Exercício proposto
Copie, sem nenhuma alteração, o trecho da crítica ao filme ‘A Noiva Cadáver’ que vai de "Faltavam dois dias" até "universos poéticos ultradark.", incluindo essas palavras.

Texto para leitura
——————————
Faltavam dois dias para o final do Festival de Veneza, no mês passado, quando ‘A Noiva Cadáver’ foi apresentado fora de concurso. Foi tudo uma apoteose – a sessão para a imprensa, o concorridíssimo tapete vermelho antes da exibição de gala para convidados e público, o corre-corre no assédio ao diretor, somente comparável ao cerco implacável a George Clooney.
E tudo plenamente justificado: o filme é uma deslumbrante fábula negra em animação feita com massinha e fotografada em ‘stop motion’, quadro a quadro como ‘Wallace & Gromit’, ainda em exibição na cidade. E quem dirige é o sempre fascinante Tim Burton, um mestre na criação de universos poéticos ultradark.
Não é nada fácil situar este filme. Por um lado está construído por imagens magníficas e observações impregnadas do melhor e mais original humor negro.
Mas em alguns poucos momentos a narrativa se equilibra perigosamente, em parte porque o tema da necrofilia mais ingênua, menos ‘aterrorizante’, não é nada comum e por isso difícil de sustentar; e em parte porque nem todas as canções compostas pelo eterno parceiro de Burton, Danny Elfman, mantêm o mesmo nível de inspiração, deixando a narrativa com um ritmo ligeiramente mais frouxo até mais ou menos a metade.
A premissa do argumento, baseado numa fábula judeu-russa, é muito divertida. No centro da trama está o desventurado Victor (voz e até mesmo o look de Johnny Depp), um jovem prestes a se casar com a inocente Victoria (Emily Watson), em união arranjada pelos pais dela (Joanna Lumley e Albert Finney) e dele (Tracey Ullman e Paul Whitehouse), estes novos ricos vendedores de peixe e praticantes de alpinismo social.
——————————
Dados registrados

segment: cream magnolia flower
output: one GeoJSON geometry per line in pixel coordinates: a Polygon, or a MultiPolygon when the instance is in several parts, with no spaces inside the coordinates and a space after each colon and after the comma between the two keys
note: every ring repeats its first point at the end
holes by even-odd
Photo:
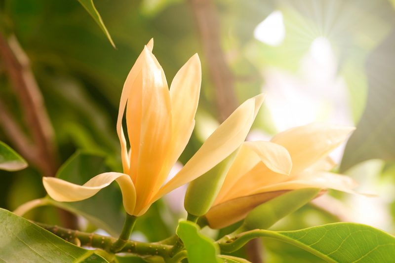
{"type": "Polygon", "coordinates": [[[151,39],[129,73],[121,95],[117,131],[123,173],[101,174],[83,186],[45,177],[45,189],[55,200],[83,200],[116,181],[127,213],[140,216],[152,203],[207,172],[242,144],[262,104],[262,95],[240,105],[163,185],[194,129],[201,73],[196,54],[176,75],[169,90],[163,70],[152,53],[153,47],[151,39]],[[125,108],[129,154],[122,127],[125,108]]]}
{"type": "Polygon", "coordinates": [[[351,178],[327,172],[335,165],[327,155],[354,130],[312,123],[279,133],[271,142],[244,143],[205,215],[210,226],[236,223],[257,205],[290,190],[352,192],[356,184],[351,178]]]}

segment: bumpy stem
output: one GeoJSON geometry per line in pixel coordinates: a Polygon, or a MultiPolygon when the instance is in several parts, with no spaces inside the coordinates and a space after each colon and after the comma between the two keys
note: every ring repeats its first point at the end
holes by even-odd
{"type": "Polygon", "coordinates": [[[122,228],[122,232],[121,232],[118,239],[111,246],[112,252],[115,253],[119,252],[125,247],[126,242],[129,240],[130,234],[132,233],[132,230],[134,225],[136,224],[136,220],[137,219],[137,218],[134,216],[131,216],[128,214],[126,214],[126,217],[125,219],[125,223],[122,228]]]}
{"type": "MultiPolygon", "coordinates": [[[[100,248],[109,252],[111,252],[112,247],[118,241],[114,237],[93,233],[86,233],[41,223],[35,224],[67,241],[80,246],[100,248]]],[[[133,253],[140,256],[160,256],[167,258],[171,247],[171,246],[158,243],[127,240],[123,248],[117,253],[133,253]]]]}

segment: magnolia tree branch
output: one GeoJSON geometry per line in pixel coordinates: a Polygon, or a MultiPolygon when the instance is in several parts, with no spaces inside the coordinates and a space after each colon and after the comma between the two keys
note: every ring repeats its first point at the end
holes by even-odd
{"type": "MultiPolygon", "coordinates": [[[[110,236],[104,236],[93,233],[85,233],[76,230],[60,227],[46,224],[35,224],[47,230],[66,241],[79,246],[100,248],[112,252],[112,247],[117,239],[110,236]]],[[[144,256],[160,256],[169,258],[168,253],[172,246],[158,243],[144,243],[131,240],[126,241],[123,247],[117,253],[127,253],[144,256]]]]}
{"type": "MultiPolygon", "coordinates": [[[[0,119],[4,131],[18,151],[44,176],[54,176],[58,165],[52,125],[29,59],[15,36],[6,39],[0,33],[0,57],[19,100],[32,140],[13,121],[13,116],[1,103],[0,119]]],[[[76,227],[77,221],[73,215],[63,210],[59,213],[65,225],[76,227]]]]}
{"type": "Polygon", "coordinates": [[[219,120],[225,120],[237,108],[235,78],[221,46],[220,23],[212,0],[189,0],[196,18],[204,57],[215,87],[219,120]]]}
{"type": "MultiPolygon", "coordinates": [[[[16,142],[18,151],[24,152],[26,158],[37,165],[44,175],[53,176],[57,166],[52,128],[44,107],[42,97],[30,69],[29,59],[14,36],[6,40],[1,34],[0,55],[11,85],[20,102],[26,123],[31,132],[34,149],[27,148],[29,144],[16,142],[21,140],[17,137],[26,137],[21,134],[19,129],[16,128],[17,126],[10,124],[8,121],[8,124],[4,125],[8,125],[5,129],[18,131],[16,133],[9,135],[16,142]],[[31,153],[26,154],[28,151],[31,153]]],[[[6,118],[12,119],[9,115],[6,118]]],[[[2,119],[4,119],[4,116],[2,119]]],[[[22,140],[27,141],[25,139],[22,140]]]]}

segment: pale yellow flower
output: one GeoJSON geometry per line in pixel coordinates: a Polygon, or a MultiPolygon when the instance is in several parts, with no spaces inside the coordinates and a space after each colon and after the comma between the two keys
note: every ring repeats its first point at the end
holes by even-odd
——————————
Resultado
Faltavam dois dias para o final do Festival de Veneza, no mês passado, quando ‘A Noiva Cadáver’ foi apresentado fora de concurso. Foi tudo uma apoteose – a sessão para a imprensa, o concorridíssimo tapete vermelho antes da exibição de gala para convidados e público, o corre-corre no assédio ao diretor, somente comparável ao cerco implacável a George Clooney.
E tudo plenamente justificado: o filme é uma deslumbrante fábula negra em animação feita com massinha e fotografada em ‘stop motion’, quadro a quadro como ‘Wallace & Gromit’, ainda em exibição na cidade. E quem dirige é o sempre fascinante Tim Burton, um mestre na criação de universos poéticos ultradark.